| PASSAGE GIVEN |
------------------------------------------------

Data Sources & Methodology

Akashic Edge aggregates, validates, and harmonizes U.S. election data from authoritative academic and government sources. This page documents every data source, our processing methodology, and conventions used throughout the platform.

Coverage at a Glance

19.4M+
Election Results
rows across 51 state partitions
224
Elections Covered
1868–2024
151,488
Contests
President, Senate, Governor, House, State Leg
3,143
Counties
with geometry, demographics, and embeddings
435
Congressional Districts
118th Congress boundaries
163,926
Precincts (2024)
with full boundary geometry
8M+
Census Blocks
50 states, disaggregated election data
8.3M+
Geographic Entities
states, counties, CDs, SLDs, precincts, blocks

Office Coverage

OfficeCoverageGeographyNotes
President1868–2024County + Precinct + BlockAll 51 states. Block disagg for 50 states.
U.S. Senate1908–2024CountyAll regular and special elections.

------------------------------------------------

Data drawn from a collection:
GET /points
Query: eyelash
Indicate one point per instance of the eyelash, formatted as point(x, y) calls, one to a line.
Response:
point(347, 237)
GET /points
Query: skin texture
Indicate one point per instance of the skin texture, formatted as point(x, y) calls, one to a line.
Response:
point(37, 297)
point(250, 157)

------------------------------------------------

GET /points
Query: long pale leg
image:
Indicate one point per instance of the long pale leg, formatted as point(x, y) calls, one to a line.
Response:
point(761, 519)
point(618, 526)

------------------------------------------------

| INSTRUCTION 1 |
Summarize the methodology page in two sentences.
| INSTRUCTION 2 |
Extract each line of the records that contains the word "Indicate".

| RESPONSE 1 |
Akashic Edge aggregates, validates, and harmonizes U.S. election data from authoritative academic and government sources, and the page documents its data sources, processing methodology, and conventions. Its coverage includes more than 19.4 million election result rows across 224 elections from 1868 to 2024, along with counties, congressional districts, precincts, and census blocks, and its presidential results reach back to 1868 while its U.S. Senate results begin in 1908.

| RESPONSE 2 |
Indicate one point per instance of the eyelash, formatted as point(x, y) calls, one to a line.
Indicate one point per instance of the skin texture, formatted as point(x, y) calls, one to a line.
Indicate one point per instance of the long pale leg, formatted as point(x, y) calls, one to a line.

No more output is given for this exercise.